# EXTRACTED ENTRIES:

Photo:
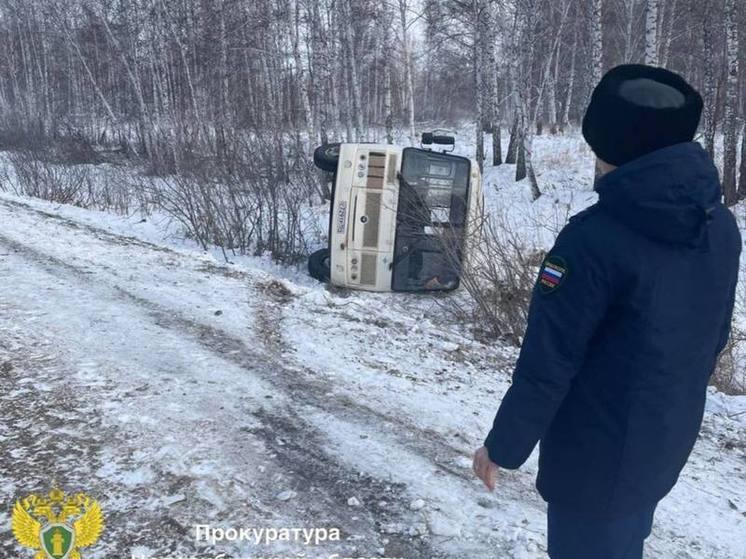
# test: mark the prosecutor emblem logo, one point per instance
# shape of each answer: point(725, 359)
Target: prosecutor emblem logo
point(553, 272)
point(57, 526)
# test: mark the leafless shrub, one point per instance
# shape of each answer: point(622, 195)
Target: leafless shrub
point(244, 205)
point(498, 279)
point(730, 376)
point(41, 179)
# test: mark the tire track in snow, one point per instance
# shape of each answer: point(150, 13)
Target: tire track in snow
point(296, 445)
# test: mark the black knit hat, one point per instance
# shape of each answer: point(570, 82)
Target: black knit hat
point(637, 109)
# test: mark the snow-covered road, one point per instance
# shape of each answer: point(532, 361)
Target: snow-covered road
point(182, 391)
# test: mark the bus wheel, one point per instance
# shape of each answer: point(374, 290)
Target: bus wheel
point(326, 157)
point(319, 265)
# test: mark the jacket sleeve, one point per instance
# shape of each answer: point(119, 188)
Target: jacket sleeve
point(562, 319)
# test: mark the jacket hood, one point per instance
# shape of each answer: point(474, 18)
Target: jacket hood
point(667, 195)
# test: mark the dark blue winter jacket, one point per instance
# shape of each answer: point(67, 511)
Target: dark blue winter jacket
point(630, 311)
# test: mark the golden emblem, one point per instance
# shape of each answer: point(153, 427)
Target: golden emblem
point(57, 525)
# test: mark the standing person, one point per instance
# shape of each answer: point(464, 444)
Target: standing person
point(630, 311)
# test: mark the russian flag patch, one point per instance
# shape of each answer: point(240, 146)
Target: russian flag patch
point(553, 272)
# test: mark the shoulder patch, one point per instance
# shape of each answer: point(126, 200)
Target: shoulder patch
point(553, 272)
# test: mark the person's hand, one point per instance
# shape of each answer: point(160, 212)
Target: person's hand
point(485, 468)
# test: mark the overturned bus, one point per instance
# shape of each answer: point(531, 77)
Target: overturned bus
point(402, 219)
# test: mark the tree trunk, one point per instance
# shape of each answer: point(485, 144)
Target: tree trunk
point(730, 134)
point(651, 32)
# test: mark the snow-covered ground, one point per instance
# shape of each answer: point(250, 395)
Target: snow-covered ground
point(181, 390)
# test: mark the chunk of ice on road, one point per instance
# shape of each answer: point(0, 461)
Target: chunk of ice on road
point(286, 495)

# WHAT THIS TASK INVOLVES:
Quote, word for word, every line starting at the one that contains "# test: mark the shoulder" and ending with the final line of the entries.

# SOLUTION TO THE PROBLEM:
# test: mark the shoulder patch, one point per instance
# shape of each answer: point(126, 200)
Target: shoulder patch
point(553, 272)
# test: mark the person's hand, one point per instance
# shape of each answer: point(160, 212)
Target: person's hand
point(485, 468)
# test: mark the overturned bus, one point per instance
# shape of each answer: point(531, 77)
Target: overturned bus
point(402, 219)
# test: mark the tree trunk, one point per instance
# shape of each answer: point(485, 144)
Target: tree trunk
point(730, 134)
point(651, 32)
# test: mark the snow-covered ground, one point per instance
# shape of each answer: point(250, 395)
Target: snow-covered ground
point(181, 390)
# test: mark the chunk of ice on road, one point per instance
# shape of each answer: point(0, 461)
Target: chunk of ice on road
point(286, 495)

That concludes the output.